Information shown -
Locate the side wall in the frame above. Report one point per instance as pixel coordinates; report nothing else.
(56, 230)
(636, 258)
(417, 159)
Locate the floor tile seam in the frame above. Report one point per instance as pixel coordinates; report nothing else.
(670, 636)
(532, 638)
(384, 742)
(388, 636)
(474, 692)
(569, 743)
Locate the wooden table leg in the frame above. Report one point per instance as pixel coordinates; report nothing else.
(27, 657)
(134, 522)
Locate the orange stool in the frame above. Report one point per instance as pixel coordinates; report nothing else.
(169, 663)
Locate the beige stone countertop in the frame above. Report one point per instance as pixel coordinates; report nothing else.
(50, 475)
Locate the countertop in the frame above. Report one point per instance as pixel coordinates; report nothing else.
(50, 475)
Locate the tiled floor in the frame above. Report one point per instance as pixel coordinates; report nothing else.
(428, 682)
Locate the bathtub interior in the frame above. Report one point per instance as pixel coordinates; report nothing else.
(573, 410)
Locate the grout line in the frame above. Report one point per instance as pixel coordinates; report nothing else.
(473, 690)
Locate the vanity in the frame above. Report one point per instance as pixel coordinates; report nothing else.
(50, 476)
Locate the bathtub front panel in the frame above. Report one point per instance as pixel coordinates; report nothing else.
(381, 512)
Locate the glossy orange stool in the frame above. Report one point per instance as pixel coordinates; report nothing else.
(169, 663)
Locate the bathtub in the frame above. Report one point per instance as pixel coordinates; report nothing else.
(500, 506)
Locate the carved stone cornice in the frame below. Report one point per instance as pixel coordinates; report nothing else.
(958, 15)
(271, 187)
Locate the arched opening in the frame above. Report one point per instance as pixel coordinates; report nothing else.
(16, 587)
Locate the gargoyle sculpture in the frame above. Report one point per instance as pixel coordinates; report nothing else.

Requirements - Quote the material word for word, starting at the line that contains "Locate the carved" and ending with the final line of the material.

Expected answer -
Locate the carved stone cornice in the frame below. Report one point per instance as pixel coordinates; report nothing else.
(958, 15)
(271, 187)
Locate the arched opening in the frame above. Report one point per instance as pixel coordinates; report nothing else.
(16, 587)
Locate the gargoyle sculpture in the frame above. Report one point per instance as pixel coordinates; report nothing else.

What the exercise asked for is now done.